◆ **AIM**
Edit the rows starting at the line that contains "[locate] the snow" and ending at the line that contains "<point>20,72</point>": swap "snow bank" for "snowdrift" and keep everything else the same. Give back only those lines.

◆ **DATASET RECORDS**
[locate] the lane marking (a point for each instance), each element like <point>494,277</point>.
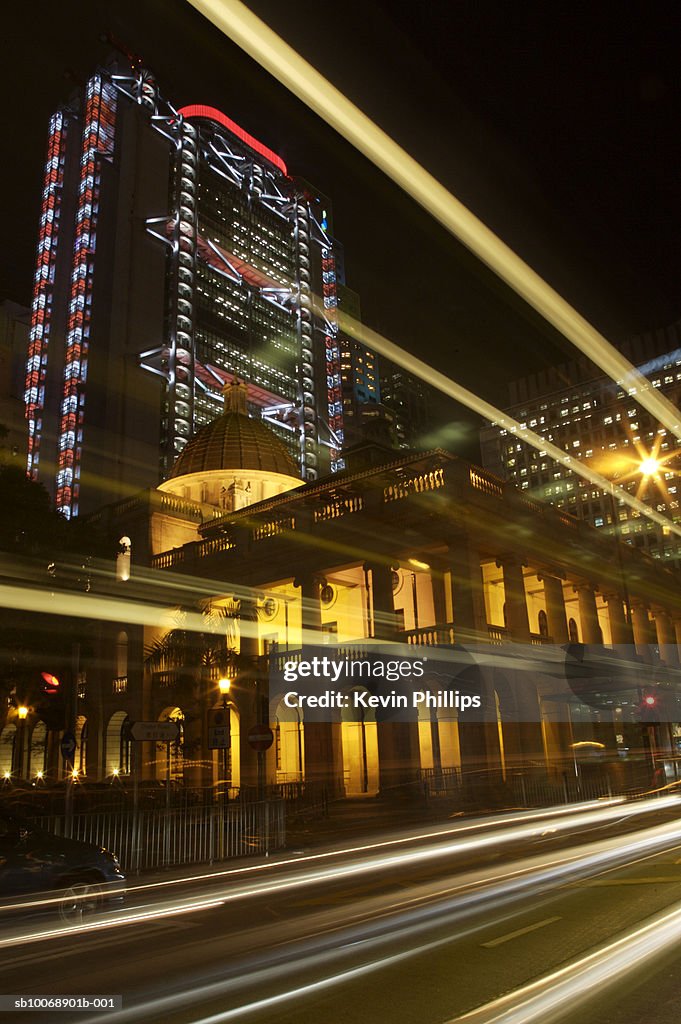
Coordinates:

---

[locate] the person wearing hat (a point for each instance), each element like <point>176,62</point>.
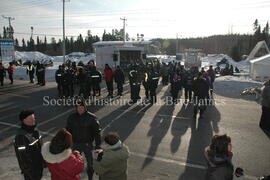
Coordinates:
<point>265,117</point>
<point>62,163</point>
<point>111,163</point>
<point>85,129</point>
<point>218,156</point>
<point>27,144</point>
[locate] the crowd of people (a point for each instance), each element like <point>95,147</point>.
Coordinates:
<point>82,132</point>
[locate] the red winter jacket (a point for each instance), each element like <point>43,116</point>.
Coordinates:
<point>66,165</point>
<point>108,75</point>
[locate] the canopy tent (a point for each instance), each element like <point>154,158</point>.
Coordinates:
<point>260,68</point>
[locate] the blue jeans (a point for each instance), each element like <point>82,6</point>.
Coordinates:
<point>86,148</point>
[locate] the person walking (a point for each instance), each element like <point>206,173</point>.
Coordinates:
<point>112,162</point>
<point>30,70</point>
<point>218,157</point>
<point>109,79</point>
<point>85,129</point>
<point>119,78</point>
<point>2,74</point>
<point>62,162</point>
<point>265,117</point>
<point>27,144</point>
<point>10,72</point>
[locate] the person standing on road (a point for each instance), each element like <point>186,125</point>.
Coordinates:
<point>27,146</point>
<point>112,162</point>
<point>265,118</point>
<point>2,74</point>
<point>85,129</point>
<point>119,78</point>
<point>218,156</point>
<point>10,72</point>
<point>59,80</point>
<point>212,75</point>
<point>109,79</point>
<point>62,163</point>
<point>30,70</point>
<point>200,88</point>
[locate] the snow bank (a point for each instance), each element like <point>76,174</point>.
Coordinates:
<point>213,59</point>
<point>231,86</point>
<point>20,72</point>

◆ **REPLY TO THE TASK**
[locate] the snowdrift (a point for each instance), each element like <point>76,174</point>.
Coordinates:
<point>213,59</point>
<point>231,86</point>
<point>20,72</point>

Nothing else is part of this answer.